[WORK TO DO]
Copy the part of the forum thread that opens with the words containing "I'm guessing the" and closes with "just goes crazy.", but swap "booleans" for "comparisons".

[SELECTED TEXT]
--- Start ---
I'm guessing the zeros I am getting are from a mistake in one of the booleans (< & >), but I cant seem to figure it out. It works fine for the first 4, but once I get to the repeating 7's, it just goes crazy.

Please help me understand, don't just change the code.

share|improve this question
    
I assume this is for homework? –  smcg Jun 22 '12 at 21:31
1  
Possible duplicate of stackoverflow.com/questions/5958169/…. –  Ben.Vineyard Jun 22 '12 at 21:32
2  
In addition to searching for existing questions with answers to your question, please attach a tag "homework" to all homework related questions. This helps us to know to give you hints to help you learn instead of just the answer. –  BlackVegetable Jun 22 '12 at 21:33

5 Answers 5

This is how it should be in a simple way:

public static void main(String[] args) {

    int a [] = {3,5,7,9,12,14, 15};
    int b [] = {6 ,7, 10};
    int j = 0, k = 0;

    //output array should be 3,5,6,7,7,9,10,12,14,15

    int c [] = new int[a.length+b.length];//10 values

    // we're filling c with the next appropriate number
    // we start with checking a[0] and b[0] till we add
    // all the elements
    for (int i = 0; i < c.length; i++) {
        // if both "a" and "b" have elements left to check
        if (j < a.length && k < b.length) {
            // check if "b" has a smaller element
            if (b[k] < a[j]) {
                // if so add it to "c"
--- End ---
[LISTED ENTRIES]
--- Start ---
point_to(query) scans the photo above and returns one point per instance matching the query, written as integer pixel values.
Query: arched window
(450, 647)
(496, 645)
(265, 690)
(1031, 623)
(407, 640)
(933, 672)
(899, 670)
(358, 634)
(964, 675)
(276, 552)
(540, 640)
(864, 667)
--- End ---
--- Start ---
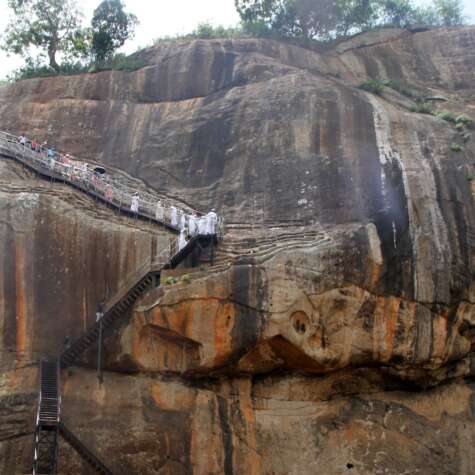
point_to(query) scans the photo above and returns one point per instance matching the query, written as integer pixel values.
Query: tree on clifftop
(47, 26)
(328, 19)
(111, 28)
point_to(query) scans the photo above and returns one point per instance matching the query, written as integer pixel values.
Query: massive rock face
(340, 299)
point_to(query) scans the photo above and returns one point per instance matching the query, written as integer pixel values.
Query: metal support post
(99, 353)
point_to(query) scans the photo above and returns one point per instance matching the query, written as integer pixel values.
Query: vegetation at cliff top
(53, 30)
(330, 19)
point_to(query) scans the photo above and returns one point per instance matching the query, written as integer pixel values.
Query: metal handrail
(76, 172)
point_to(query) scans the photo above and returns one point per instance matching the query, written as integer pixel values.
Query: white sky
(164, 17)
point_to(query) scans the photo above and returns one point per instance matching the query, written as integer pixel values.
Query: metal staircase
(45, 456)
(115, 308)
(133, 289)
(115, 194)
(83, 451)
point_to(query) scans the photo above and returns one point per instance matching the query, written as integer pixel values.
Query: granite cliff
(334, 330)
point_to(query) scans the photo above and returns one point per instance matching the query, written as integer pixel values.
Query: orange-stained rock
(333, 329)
--- End ---
[EXERCISE RESPONSE]
I'm guessing the zeros I am getting are from a mistake in one of the comparisons (< & >), but I cant seem to figure it out. It works fine for the first 4, but once I get to the repeating 7's, it just goes crazy.